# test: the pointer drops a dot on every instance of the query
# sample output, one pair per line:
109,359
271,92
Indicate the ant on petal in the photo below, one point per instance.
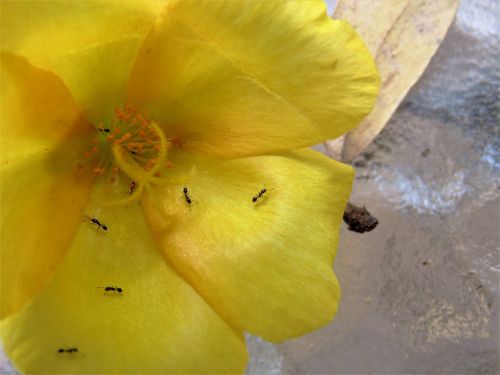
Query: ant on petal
68,350
186,195
260,194
111,289
96,222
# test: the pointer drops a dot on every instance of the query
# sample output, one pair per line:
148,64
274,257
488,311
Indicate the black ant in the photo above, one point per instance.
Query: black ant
96,222
260,194
133,185
188,198
111,289
68,350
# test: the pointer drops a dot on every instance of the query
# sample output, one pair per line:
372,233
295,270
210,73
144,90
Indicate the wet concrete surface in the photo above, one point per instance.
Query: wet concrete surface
421,291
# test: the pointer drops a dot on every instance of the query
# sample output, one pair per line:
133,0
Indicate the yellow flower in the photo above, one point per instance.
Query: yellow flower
218,98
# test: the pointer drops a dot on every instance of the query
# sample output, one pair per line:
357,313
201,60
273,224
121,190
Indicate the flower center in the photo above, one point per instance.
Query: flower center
137,148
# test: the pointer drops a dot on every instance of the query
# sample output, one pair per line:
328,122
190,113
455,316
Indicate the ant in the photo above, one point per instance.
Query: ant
96,222
188,198
133,185
260,194
111,289
69,350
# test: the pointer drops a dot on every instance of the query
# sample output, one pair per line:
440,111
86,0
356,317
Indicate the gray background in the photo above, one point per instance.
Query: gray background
420,292
399,316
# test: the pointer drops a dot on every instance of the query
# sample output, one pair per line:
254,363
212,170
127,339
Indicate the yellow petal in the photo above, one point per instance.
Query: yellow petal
91,45
405,36
266,267
244,78
157,325
42,191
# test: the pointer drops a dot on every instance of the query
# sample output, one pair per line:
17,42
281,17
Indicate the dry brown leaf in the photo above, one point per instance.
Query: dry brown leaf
403,35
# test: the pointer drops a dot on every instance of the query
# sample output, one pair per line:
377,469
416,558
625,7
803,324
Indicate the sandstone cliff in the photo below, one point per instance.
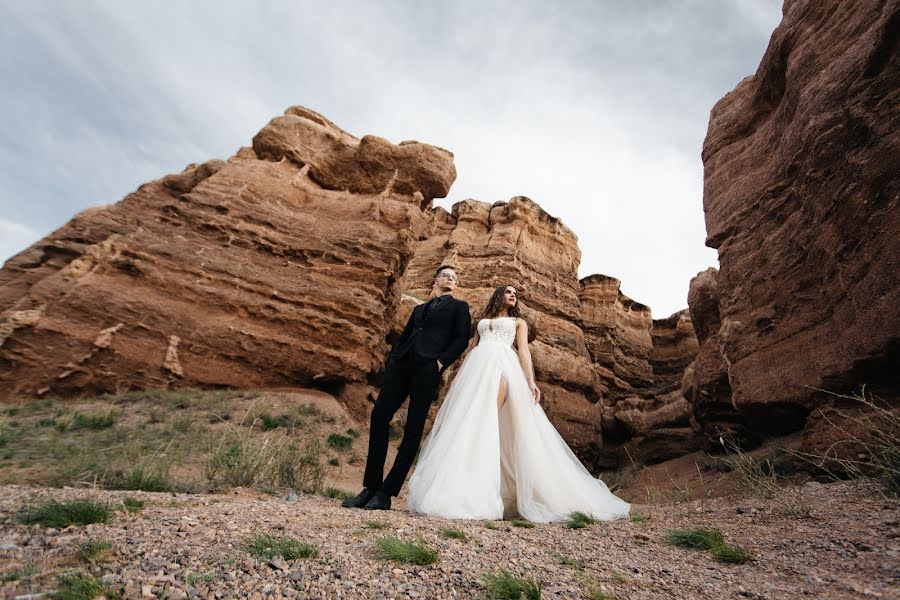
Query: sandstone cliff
802,201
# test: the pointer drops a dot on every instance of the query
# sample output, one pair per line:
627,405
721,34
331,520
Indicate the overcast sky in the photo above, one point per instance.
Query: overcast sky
595,109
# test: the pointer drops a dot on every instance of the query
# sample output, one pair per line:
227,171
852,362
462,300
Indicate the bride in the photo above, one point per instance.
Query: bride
492,451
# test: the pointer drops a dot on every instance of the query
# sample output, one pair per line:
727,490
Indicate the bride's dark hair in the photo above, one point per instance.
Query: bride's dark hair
495,304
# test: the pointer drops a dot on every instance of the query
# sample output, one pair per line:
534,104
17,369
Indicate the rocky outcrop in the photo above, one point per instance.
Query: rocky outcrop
639,362
802,201
276,267
518,243
297,261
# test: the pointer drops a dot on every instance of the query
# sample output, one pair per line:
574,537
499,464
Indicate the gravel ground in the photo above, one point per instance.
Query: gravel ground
192,546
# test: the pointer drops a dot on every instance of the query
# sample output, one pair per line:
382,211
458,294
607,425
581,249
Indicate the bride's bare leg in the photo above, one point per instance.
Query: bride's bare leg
501,394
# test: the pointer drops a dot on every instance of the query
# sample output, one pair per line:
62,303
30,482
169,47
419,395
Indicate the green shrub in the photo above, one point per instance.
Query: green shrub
503,585
578,520
455,534
81,586
339,442
52,513
263,545
414,553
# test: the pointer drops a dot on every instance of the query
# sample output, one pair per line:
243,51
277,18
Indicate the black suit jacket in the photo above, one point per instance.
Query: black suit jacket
443,335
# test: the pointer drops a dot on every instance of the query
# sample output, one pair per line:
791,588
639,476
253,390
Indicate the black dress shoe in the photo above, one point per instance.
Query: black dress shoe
379,501
360,500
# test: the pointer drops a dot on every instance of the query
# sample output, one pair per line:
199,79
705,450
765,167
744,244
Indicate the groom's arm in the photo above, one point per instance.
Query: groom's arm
462,331
407,331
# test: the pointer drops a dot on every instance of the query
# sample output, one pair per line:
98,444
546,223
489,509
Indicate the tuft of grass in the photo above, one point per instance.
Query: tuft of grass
100,420
263,545
339,442
569,562
595,592
698,538
81,586
872,437
578,520
731,553
132,504
241,460
95,551
413,553
143,478
339,494
16,575
503,585
192,579
620,577
52,513
455,534
756,476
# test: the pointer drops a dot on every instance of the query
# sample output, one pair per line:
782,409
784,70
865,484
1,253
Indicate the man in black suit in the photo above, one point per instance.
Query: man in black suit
435,335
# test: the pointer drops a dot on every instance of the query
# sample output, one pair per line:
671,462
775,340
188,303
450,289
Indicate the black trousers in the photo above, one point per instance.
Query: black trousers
419,381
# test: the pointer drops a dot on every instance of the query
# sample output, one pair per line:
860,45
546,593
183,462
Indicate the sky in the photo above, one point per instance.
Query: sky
595,109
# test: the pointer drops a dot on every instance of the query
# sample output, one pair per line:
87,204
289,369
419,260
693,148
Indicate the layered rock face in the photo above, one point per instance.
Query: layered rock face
297,261
639,362
802,201
276,267
518,243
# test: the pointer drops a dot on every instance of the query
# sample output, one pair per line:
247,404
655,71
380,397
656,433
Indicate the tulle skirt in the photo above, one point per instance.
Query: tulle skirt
480,464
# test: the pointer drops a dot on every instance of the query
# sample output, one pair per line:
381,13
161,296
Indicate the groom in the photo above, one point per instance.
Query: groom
435,335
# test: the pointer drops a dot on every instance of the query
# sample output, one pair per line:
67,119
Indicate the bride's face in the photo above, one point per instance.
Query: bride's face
510,296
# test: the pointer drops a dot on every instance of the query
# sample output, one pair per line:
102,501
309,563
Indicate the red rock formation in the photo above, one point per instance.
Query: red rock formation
293,262
517,242
259,271
802,201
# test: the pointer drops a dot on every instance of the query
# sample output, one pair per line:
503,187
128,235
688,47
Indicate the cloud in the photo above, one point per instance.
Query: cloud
594,109
14,237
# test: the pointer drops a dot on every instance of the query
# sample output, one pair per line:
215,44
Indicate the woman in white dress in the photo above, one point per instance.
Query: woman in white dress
492,451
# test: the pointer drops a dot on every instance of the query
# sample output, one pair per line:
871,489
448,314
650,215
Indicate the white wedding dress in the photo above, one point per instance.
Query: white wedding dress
481,464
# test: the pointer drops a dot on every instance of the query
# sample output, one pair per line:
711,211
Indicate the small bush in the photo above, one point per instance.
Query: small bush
339,442
732,554
81,586
16,575
143,478
132,504
339,494
698,538
521,523
578,520
101,420
503,585
192,579
455,534
875,430
267,546
94,551
569,562
52,513
413,553
638,518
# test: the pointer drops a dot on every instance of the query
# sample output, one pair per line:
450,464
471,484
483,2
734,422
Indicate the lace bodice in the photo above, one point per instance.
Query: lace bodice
501,330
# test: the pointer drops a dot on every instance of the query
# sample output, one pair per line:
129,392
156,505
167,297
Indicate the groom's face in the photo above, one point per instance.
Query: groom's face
447,278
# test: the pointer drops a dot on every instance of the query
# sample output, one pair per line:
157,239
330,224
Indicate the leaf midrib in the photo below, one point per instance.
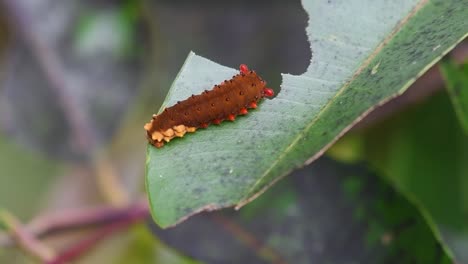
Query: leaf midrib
364,65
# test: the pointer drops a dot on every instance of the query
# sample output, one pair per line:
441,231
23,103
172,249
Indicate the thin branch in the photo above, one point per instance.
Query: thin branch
67,221
82,247
25,240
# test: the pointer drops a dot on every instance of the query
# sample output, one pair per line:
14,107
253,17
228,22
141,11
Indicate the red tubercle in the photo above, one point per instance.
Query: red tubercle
244,69
268,92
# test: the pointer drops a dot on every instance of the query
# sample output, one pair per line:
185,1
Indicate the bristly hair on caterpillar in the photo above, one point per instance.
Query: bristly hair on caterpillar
224,102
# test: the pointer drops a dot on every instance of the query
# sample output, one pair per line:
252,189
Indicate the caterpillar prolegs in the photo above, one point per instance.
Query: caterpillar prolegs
224,102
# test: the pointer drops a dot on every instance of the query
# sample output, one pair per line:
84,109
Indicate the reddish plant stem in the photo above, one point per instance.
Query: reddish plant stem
84,246
81,218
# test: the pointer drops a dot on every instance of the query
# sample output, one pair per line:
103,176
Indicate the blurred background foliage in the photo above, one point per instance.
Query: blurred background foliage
80,78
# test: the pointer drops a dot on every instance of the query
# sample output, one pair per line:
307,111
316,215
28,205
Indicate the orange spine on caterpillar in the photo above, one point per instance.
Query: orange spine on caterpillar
224,102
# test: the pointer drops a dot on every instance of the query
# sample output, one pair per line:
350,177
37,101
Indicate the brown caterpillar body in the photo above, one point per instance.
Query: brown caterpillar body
225,101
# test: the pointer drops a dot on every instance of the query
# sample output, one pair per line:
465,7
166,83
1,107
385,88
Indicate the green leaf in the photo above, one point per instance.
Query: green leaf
424,152
363,54
456,78
136,246
24,178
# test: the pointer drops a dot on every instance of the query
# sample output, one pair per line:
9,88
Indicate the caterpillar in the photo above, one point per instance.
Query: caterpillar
224,102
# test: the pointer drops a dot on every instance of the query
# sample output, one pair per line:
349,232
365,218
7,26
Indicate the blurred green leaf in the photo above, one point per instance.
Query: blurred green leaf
456,78
24,178
324,213
136,246
363,54
424,152
109,31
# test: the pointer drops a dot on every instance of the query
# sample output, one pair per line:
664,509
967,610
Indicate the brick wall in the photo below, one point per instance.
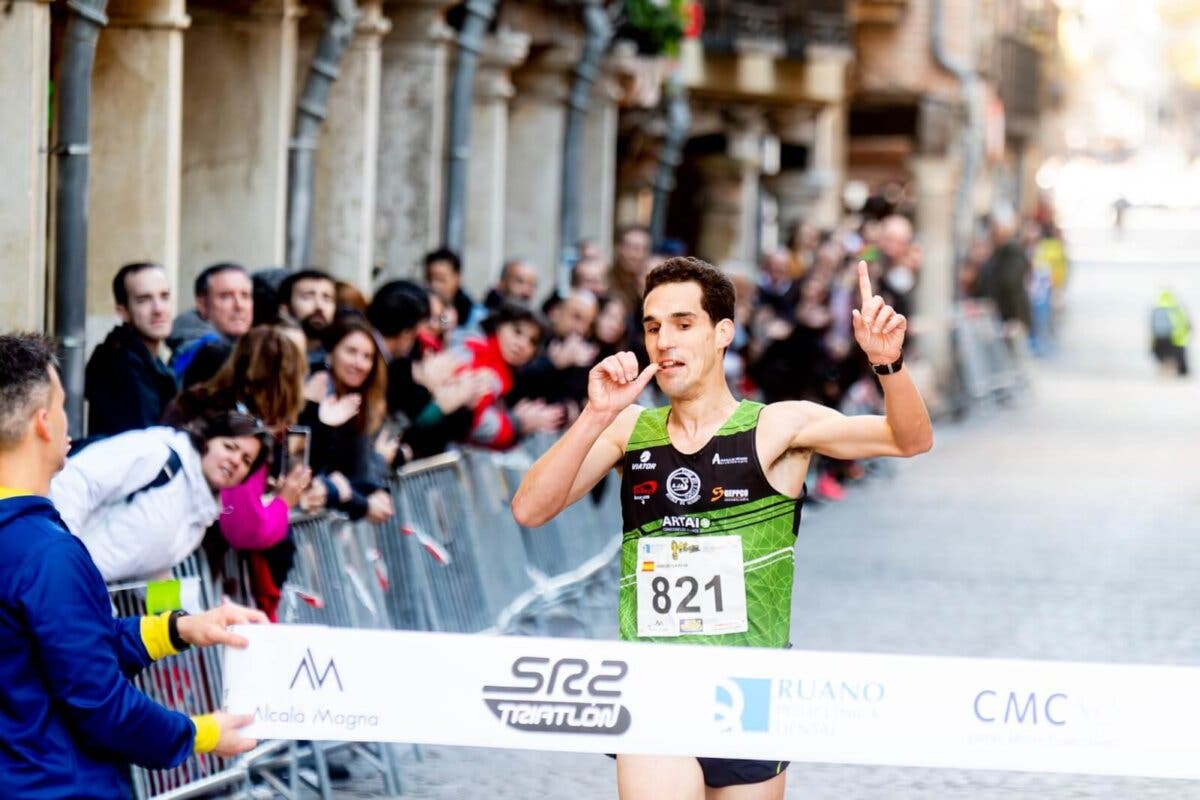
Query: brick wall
897,60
________
EXERCISE DESCRIPTION :: How many lines in the entries above contain the word "midrib"? Give only the number.

EXPECTED ANSWER :: 2